Article:
----------

By Jamal Adel.
Tripoli, 24 December 2013:
The main reason for the continuing closure of the Sharara oilfield near Obari in the south . . .[restrict]west of the country is not demands by Tuareg demonstrators for Libyan national ID cards but opposition to the old unelected Obari Local Council, a member of the demonstration committee has claimed.
Rejecting suggestions that there were militiamen among the protestors, Mahmoud Al-Ansari admitted to the Libya Herald that the protestors included a small group of Tuaregs demanding ID numbers but they were far from the only group taking part in the blockade. The removal of Obari’s unelected, old council was, he insisted , the sole official demand of all the demonstrators and their supporters. He claimed their number was between 1,500 and 1,700.
The local council, which he called “illegitimate”, continued to refuse to hand over power to the new elected one, he claimed. “We’ve sent a number of letters to the GNC and the government to press our demands”, he added. “We need a real development projects in Obari.”
The Sharara field, 60 kilometres west of Obari and run by Akakus Oil, a joint venture between Spain’s Repsol and the National Oil Corporation, reopened exactly a year ago after a three-week closure forced by Tebu activists. It was then closed again last August after militiamen from Zintan shut down the pipeline from it, but it reopened in September.

----------

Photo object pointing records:
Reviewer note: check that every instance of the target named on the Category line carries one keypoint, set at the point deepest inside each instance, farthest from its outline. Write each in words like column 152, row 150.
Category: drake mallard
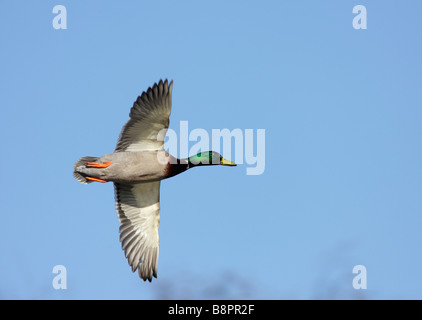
column 136, row 167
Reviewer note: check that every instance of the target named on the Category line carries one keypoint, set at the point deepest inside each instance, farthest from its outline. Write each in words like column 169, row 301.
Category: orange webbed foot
column 96, row 179
column 98, row 164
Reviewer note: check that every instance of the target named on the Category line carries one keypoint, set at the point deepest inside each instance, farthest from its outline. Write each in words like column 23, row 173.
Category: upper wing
column 149, row 120
column 138, row 207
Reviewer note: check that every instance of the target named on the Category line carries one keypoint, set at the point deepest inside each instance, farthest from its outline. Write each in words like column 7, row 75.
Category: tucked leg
column 98, row 164
column 96, row 179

----------

What you have to do: Write the next part of the article on the Sharara oilfield closure, continuing from its final sentence.

The result:
A month later it closed again after local protestors from Obari, mainly Tuaregs, broke into the oilfield to stage a demonstration. It was said at the time that they were demanding National ID numbers and their language be given official status in the new constitution.
Oil from the 350,000 b/d-capacity field is piped to the oil terminal at Zawia.
The Oil Minister, Abdulbari Al-Arusi, visited Sharara after it shut down in October, but according to Al-Ansari, the demonstrators refused to meet him was because he was accompanied by local Congresswoman Muna Koukla, a member of the Justice and Construction Party.
“We warned him not to come with Muna Koukla. She represents a small group in Obari and protects the old non-elected local council”, he alleged. The demonstrators felt they could not trust her, he claimed.
The Defence Minister, Abdullah Al-Thinni, had also visited, Al-Ansari said, but he too was ignored because he had met with the non-elected local council.
The issue over the two rival councils, together with claims and counter claims of overspending and corruption, may soon become irrelevant, however.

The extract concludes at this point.